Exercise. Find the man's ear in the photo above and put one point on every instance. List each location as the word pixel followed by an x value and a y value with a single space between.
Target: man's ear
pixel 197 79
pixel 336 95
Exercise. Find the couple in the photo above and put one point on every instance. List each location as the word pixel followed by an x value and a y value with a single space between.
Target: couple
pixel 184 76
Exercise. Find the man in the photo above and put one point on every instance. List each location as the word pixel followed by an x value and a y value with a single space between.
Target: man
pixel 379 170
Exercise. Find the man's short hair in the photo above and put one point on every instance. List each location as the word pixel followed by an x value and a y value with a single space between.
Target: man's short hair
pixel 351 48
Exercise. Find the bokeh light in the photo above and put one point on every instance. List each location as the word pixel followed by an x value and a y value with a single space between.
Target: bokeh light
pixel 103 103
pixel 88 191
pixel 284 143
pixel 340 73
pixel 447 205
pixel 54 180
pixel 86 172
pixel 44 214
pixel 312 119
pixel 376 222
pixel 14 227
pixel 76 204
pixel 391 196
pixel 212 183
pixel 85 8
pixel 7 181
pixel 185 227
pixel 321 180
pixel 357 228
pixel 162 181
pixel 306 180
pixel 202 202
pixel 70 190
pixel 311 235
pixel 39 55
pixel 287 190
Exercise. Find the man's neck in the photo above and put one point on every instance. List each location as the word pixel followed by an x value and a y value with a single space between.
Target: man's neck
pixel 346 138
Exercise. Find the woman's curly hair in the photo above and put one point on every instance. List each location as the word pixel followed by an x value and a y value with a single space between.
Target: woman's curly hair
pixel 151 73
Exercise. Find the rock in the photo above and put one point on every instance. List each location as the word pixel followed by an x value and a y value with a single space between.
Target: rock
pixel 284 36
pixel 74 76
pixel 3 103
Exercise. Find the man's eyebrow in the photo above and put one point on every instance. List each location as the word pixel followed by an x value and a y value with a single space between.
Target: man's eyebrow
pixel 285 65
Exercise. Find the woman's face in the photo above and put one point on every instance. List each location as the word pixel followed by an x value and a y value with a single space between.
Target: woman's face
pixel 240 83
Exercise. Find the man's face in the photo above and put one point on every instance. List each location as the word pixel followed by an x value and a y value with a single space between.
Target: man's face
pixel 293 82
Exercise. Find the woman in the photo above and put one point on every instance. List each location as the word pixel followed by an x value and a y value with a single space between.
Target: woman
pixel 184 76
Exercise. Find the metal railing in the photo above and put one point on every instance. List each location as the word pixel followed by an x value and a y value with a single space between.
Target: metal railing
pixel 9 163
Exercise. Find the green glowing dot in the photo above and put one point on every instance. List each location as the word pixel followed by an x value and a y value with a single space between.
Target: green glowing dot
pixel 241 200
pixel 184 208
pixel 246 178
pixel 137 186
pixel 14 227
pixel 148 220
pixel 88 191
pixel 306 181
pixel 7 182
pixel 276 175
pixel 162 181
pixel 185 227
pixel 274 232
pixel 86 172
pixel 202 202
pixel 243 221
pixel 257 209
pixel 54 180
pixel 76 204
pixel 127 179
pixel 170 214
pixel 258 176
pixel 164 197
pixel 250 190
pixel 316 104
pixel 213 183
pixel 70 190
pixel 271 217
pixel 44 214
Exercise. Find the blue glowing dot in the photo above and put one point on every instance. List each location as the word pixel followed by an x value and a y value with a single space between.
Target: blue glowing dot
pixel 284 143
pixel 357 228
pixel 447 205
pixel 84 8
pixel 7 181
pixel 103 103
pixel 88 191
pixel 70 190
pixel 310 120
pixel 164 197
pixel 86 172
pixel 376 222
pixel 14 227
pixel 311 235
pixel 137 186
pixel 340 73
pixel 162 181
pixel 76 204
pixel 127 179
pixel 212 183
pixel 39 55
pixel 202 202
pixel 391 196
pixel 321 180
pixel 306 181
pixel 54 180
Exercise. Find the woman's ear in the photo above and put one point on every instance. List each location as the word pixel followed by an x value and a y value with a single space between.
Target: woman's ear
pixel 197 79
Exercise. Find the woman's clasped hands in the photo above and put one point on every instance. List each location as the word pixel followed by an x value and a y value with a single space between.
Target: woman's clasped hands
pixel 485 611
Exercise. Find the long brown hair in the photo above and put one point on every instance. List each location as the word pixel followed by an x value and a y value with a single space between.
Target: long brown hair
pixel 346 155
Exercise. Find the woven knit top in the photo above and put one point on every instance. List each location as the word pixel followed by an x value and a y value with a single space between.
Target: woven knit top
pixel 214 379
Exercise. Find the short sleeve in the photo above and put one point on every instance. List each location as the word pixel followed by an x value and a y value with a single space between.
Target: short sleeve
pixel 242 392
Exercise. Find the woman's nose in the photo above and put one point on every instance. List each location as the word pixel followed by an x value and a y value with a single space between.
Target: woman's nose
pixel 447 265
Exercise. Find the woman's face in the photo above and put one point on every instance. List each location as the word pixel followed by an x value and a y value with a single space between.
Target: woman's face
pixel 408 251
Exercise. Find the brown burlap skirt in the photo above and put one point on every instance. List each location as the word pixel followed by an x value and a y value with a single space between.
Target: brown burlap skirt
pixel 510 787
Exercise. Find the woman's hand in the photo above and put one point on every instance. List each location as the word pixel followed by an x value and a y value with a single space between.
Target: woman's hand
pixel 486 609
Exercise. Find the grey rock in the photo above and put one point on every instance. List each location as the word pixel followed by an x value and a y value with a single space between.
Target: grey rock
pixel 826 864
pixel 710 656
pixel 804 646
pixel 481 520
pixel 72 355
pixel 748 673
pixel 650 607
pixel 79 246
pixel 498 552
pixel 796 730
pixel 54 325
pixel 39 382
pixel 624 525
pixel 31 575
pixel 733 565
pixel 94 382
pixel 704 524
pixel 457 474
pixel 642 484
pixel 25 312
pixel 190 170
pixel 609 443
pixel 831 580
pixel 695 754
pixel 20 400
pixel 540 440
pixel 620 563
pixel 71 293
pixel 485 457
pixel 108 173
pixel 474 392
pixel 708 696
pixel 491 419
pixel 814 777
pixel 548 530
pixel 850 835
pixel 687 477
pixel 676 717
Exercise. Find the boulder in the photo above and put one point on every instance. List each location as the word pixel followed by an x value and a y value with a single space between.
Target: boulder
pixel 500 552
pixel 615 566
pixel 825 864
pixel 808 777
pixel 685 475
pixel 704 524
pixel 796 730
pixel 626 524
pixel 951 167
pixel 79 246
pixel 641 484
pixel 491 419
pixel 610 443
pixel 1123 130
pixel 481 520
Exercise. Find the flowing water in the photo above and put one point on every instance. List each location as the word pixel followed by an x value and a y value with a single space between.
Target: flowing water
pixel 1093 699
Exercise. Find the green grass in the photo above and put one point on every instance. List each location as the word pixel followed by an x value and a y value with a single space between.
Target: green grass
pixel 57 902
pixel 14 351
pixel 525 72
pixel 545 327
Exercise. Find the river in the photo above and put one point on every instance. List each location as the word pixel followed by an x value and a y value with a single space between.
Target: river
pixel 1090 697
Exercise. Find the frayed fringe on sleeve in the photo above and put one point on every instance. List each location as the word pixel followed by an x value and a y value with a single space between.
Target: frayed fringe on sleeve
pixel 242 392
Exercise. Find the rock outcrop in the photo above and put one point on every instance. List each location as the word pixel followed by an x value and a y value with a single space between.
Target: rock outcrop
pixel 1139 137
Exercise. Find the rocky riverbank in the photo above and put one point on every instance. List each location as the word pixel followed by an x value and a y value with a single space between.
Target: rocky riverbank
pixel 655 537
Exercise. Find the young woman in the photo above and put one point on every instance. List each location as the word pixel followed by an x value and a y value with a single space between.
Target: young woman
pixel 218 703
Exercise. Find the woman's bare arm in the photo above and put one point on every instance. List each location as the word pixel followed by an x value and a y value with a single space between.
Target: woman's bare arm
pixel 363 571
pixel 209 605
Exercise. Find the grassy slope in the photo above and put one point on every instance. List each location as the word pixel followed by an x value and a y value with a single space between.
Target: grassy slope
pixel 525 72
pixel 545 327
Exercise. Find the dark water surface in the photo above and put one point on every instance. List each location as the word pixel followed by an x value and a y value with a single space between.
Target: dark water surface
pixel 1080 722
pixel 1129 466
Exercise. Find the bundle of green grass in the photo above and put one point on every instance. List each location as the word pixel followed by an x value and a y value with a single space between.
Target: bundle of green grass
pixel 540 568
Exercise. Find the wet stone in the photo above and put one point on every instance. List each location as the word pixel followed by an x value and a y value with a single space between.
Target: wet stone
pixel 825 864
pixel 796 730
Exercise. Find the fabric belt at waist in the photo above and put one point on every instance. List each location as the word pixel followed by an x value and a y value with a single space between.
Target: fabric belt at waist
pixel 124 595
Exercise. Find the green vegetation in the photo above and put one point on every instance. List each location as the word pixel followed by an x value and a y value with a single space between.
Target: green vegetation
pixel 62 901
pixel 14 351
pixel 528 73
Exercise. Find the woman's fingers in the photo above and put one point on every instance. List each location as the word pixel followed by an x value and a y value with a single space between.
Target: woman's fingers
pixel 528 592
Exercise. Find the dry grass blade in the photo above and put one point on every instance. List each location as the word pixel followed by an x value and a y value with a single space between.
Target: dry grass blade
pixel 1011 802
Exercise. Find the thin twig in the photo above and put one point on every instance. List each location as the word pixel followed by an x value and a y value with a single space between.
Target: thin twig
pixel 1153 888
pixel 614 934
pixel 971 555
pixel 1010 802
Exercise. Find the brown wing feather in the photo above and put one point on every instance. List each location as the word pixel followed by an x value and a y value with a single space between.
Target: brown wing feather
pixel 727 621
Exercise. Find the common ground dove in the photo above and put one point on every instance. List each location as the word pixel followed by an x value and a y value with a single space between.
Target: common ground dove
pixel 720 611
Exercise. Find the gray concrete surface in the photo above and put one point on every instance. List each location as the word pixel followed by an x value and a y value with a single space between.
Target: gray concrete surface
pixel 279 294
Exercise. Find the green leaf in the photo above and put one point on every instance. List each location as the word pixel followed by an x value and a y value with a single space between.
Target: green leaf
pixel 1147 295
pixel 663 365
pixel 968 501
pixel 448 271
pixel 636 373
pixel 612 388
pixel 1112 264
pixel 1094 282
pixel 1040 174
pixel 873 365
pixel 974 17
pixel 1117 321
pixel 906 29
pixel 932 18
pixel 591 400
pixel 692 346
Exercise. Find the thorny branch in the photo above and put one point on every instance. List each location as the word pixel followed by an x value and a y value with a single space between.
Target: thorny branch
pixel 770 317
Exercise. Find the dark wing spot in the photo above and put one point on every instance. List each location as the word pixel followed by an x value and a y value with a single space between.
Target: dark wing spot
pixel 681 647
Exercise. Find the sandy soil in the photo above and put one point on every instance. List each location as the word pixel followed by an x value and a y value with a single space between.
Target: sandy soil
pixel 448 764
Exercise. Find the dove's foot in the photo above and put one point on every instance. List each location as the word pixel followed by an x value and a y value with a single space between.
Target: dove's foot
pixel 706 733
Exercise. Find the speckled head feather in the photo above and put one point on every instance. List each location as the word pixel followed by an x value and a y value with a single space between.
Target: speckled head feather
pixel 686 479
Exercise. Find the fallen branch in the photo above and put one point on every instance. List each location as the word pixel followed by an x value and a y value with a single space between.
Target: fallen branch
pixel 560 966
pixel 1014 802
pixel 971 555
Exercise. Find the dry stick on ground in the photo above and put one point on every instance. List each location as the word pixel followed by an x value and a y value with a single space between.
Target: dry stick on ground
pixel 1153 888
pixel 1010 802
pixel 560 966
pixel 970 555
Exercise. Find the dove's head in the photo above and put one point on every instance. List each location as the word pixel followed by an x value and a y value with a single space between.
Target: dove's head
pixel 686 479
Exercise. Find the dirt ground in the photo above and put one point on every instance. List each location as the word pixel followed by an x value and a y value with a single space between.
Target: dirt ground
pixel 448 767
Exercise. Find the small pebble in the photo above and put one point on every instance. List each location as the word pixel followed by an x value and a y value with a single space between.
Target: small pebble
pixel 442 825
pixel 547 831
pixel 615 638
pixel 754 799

────────────────────────────────────────

Set problem — Above are some lines. Copy, word for word, the part that opens with the line containing "Exercise. Find the flowing" and closes with the line containing "pixel 1093 699", both of those lines included.

Full response —
Exercise. Find the flowing water in the photo above and put one point on every instance. List each location as the word pixel followed by an x value and a y value with a single space between.
Target: flowing water
pixel 1093 699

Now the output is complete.